__Reading passage__
There are several ways to achieve this. The easiest is to use file_get_contents() with a stream context set:
$context = stream_context_create(array('http' => array('timeout' => 5)));
$xmlStr = file_get_contents($url, FALSE, $context);
$xmlObj = simplexml_load_string($xmlStr);
Or you could use a stream context with simplexml_load_file() via the libxml_set_streams_context() function:
$context = stream_context_create(array('http' => array('timeout' => 5)));
libxml_set_streams_context($context);
$xmlObj = simplexml_load_file($url);
You could wrap it as a nice little function:
function simplexml_load_file_from_url($url, $timeout = 5)
{
$context = stream_context_create(
array('http' => array('timeout' => (int) $timeout))
);
$data = file_get_contents($url, FALSE, $context);
if(!$data) {
trigger_error("Couldn't get data from: '$url'", E_USER_NOTICE);
return FALSE;
}
return simplexml_load_string($data);
}
Alternatively, you can consider using the cURL (available by default). The benefit of using cURL is that you get really fine grained control over the request and how to handle the response.

__Brief A__
Write out the part of the PHP timeout passage that begins at the words "There are several" and stops after the words "array('timeout' => (int) $timeout))".

__Given entries__
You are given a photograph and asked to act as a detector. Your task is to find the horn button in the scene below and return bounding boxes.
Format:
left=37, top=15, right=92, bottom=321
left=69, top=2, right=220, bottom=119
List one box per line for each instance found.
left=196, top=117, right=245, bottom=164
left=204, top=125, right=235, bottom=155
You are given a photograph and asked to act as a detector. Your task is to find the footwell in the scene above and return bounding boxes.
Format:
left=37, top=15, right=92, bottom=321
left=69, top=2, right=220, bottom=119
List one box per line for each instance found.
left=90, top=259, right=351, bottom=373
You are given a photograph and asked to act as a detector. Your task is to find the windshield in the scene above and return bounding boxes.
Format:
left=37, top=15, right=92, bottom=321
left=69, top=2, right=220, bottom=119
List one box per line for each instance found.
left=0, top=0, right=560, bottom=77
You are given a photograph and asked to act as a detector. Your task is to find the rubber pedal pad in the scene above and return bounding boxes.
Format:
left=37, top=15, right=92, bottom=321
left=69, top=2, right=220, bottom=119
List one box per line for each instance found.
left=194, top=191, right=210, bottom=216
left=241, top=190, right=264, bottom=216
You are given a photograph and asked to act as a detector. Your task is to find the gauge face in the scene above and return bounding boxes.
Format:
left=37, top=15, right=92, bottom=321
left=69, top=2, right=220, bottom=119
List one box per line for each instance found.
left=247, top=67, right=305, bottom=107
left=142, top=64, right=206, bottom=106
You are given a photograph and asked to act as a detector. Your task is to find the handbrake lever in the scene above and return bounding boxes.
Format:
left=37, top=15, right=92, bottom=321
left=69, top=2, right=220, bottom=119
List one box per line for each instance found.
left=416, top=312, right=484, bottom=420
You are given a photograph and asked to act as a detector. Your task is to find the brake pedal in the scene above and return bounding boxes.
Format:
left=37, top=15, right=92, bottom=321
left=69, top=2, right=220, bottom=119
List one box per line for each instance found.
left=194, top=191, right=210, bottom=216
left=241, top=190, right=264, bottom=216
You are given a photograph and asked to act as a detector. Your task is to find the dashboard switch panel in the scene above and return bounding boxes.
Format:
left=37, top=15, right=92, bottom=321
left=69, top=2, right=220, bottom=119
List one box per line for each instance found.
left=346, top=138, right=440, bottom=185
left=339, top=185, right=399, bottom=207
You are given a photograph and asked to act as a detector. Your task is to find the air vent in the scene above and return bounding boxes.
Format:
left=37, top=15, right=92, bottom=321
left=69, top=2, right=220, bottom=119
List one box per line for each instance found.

__Brief B__
Count the lines in the records that contain the string "above" and reply with the number alone.

__Correct answer A__
There are several ways to achieve this. The easiest is to use file_get_contents() with a stream context set:
$context = stream_context_create(array('http' => array('timeout' => 5)));
$xmlStr = file_get_contents($url, FALSE, $context);
$xmlObj = simplexml_load_string($xmlStr);
Or you could use a stream context with simplexml_load_file() via the libxml_set_streams_context() function:
$context = stream_context_create(array('http' => array('timeout' => 5)));
libxml_set_streams_context($context);
$xmlObj = simplexml_load_file($url);
You could wrap it as a nice little function:
function simplexml_load_file_from_url($url, $timeout = 5)
{
$context = stream_context_create(
array('http' => array('timeout' => (int) $timeout))

__Correct answer B__
8